Ma, dirai, a che pro seminare tra le spine, fra i sassi o lungo la strada ?
Se si trattasse di un seme e una terra materiali, non avrebbe nessun senso;
ma poiché si tratta delle anime e della Parola, la cosa è degna di elogi.
A ragione si rimprovererebbe a un coltivatore di agire così;
il sasso non può diventare terra, la strada non può non essere una strada,
né le spine non essere delle spine.
Ma nella sfera spirituale, non è lo stesso:
il sasso può diventare una terra fertile,
la strada non essere più calpestata dai passanti e diventare un campo fecondo,
le spine essere sradicate e permettere al seme di dare frutto liberamente.
Se questo non fosse possibile, il seminatore non avrebbe sparso il seme come ha fatto.

San Giovanni CrisostomoDiscorsi 44 sul vangelo di Matteo, 3-4










L'ANNUNCIO
Dal Vangelo secondo Matteo 13,18-23. 

In quel tempo, Gesù disse ai suoi discepoli : «Voi dunque intendete la parabola del seminatore. 
Tutte le volte che uno ascolta la parola del regno e non la comprende, viene il maligno e ruba ciò che è stato seminato nel suo cuore: questo è il seme seminato lungo la strada.

RECORD ESTRATTI ::
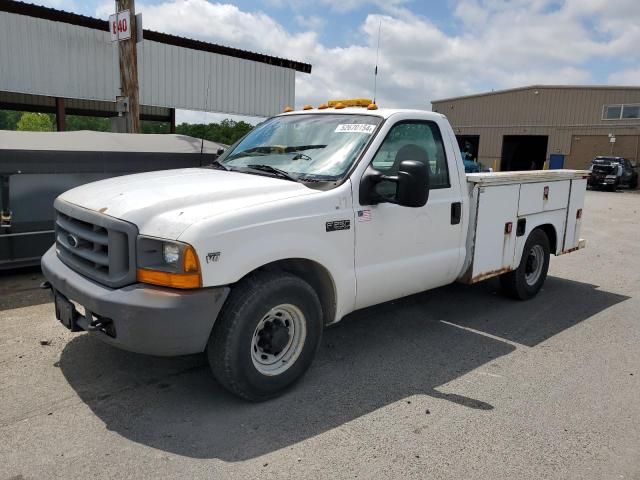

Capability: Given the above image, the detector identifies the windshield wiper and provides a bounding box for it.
[284,145,326,153]
[205,158,230,171]
[247,165,299,182]
[226,144,326,160]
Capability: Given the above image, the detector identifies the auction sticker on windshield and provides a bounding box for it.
[335,123,376,134]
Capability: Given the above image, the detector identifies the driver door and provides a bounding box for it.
[354,120,464,308]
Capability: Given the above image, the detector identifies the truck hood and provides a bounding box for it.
[59,168,318,239]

ISTRUZIONI ESERCIZIO ::
A) Ripeti parola per parola il brano sul seminatore da "Ma nella sfera" a "come ha fatto.".
B) Riassumi in due frasi il brano sul seminatore.
Per svolgere l'esercizio basta il brano, senza ricorrere ad altro.

ELENCO RISPOSTE ::
A)
Ma nella sfera spirituale, non è lo stesso:
il sasso può diventare una terra fertile,
la strada non essere più calpestata dai passanti e diventare un campo fecondo,
le spine essere sradicate e permettere al seme di dare frutto liberamente.
Se questo non fosse possibile, il seminatore non avrebbe sparso il seme come ha fatto.

B) Seminare tra le spine, fra i sassi o lungo la strada non avrebbe senso con un seme e una terra materiali, ma è degno di elogi quando si tratta delle anime e della Parola, perché nella sfera spirituale il sasso può diventare terra fertile, la strada un campo fecondo e le spine possono essere sradicate. Nel Vangelo secondo Matteo, Gesù spiega ai discepoli che chi ascolta la parola del regno senza comprenderla è il seme seminato lungo la strada, a cui il maligno ruba ciò che è stato seminato nel cuore.